**Working data**
===============
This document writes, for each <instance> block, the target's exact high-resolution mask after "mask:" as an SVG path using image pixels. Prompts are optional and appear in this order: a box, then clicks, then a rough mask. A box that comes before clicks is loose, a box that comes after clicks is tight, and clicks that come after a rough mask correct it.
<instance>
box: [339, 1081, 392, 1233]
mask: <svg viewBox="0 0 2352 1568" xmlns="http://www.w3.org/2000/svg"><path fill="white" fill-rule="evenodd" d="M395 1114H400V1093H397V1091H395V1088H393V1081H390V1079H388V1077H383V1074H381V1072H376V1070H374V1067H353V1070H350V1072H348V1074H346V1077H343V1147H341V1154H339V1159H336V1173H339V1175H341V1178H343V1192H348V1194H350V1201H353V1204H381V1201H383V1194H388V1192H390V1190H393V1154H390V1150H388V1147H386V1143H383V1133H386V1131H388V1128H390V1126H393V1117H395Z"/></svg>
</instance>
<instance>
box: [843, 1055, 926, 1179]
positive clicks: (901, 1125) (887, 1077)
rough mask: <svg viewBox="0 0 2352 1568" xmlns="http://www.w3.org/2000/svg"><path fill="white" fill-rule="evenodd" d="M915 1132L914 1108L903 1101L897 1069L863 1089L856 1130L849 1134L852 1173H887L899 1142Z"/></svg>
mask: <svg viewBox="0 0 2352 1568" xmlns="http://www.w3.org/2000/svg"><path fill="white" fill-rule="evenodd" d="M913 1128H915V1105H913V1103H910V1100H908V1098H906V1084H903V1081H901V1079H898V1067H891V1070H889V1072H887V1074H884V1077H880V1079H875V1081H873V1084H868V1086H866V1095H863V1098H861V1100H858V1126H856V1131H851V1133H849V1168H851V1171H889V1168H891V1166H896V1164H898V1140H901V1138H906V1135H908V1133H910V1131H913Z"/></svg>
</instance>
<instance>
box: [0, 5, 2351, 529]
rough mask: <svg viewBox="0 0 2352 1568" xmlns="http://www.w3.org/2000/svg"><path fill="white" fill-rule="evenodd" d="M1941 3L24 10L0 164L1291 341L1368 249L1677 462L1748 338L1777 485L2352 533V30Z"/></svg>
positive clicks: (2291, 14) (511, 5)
===============
**Try it**
Format the data above as a numbered list, starting at the first line and ending with the line that contains "box: [339, 1081, 392, 1233]", including that line. Skip any blank lines.

**Result of this exercise**
1. This document writes, for each <instance> block, the target's exact high-resolution mask after "mask:" as an SVG path using image pixels. Prompts are optional and appear in this order: a box, then clicks, then a rough mask. A box that comes before clicks is loose, a box that comes after clicks is tight, and clicks that come after a rough mask correct it.
2. <instance>
3. box: [339, 1081, 392, 1233]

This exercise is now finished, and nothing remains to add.